AIM OF THE EXERCISE: List every line of the material below as a numbered list, leaving out blank lines and the picture.

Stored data
——

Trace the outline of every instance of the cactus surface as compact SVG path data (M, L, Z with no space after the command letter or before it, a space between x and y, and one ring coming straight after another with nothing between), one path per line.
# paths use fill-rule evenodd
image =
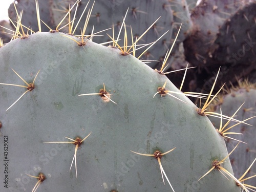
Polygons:
M181 93L164 75L117 49L91 41L79 47L63 35L38 32L0 48L1 131L9 139L10 190L31 190L37 181L29 175L41 173L46 179L41 177L38 191L169 191L158 161L131 151L153 154L174 147L161 163L176 191L241 190L216 169L198 181L214 160L227 156L225 142L184 94L172 94L182 101L153 98L166 81L166 90ZM28 91L3 84L27 86L12 69L30 91L6 112ZM116 104L102 95L78 96L102 89ZM76 178L74 162L69 172L74 141L45 142L90 132L76 148ZM228 158L221 166L232 173Z

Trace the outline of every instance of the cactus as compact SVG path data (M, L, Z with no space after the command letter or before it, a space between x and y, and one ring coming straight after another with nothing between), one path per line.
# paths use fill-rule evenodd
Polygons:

——

RESULT OF THE EXERCISE:
1. Trace the outline of every instance of the cactus surface as compact SVG path data (M, L, Z with no space after the command letter or before it, a space between x and y, and one ring coming straight after another with nothing between), one path per line.
2. # paths use fill-rule evenodd
3. image =
4. Polygons:
5. M181 93L164 75L117 49L91 41L79 47L63 35L38 32L0 48L1 131L9 139L10 190L31 190L37 181L29 175L41 173L46 179L41 177L38 191L169 191L158 161L131 151L153 154L174 147L161 163L176 191L241 190L216 169L198 181L214 160L227 156L225 142L184 94L172 94L182 101L153 98L166 81L166 90ZM28 91L3 84L27 86L12 69L30 91L6 112ZM116 104L102 95L78 96L102 89ZM76 178L74 162L69 172L74 141L45 142L90 132L76 148ZM228 158L221 166L232 173Z
6. Trace the outline of every instance of the cactus as compact SVG path data (M, L, Z with no space after the command letter or before it, a space between x and y, and one ring coming straight after another with nothing between), one path per line.
7. # paths use fill-rule evenodd
8. Polygons:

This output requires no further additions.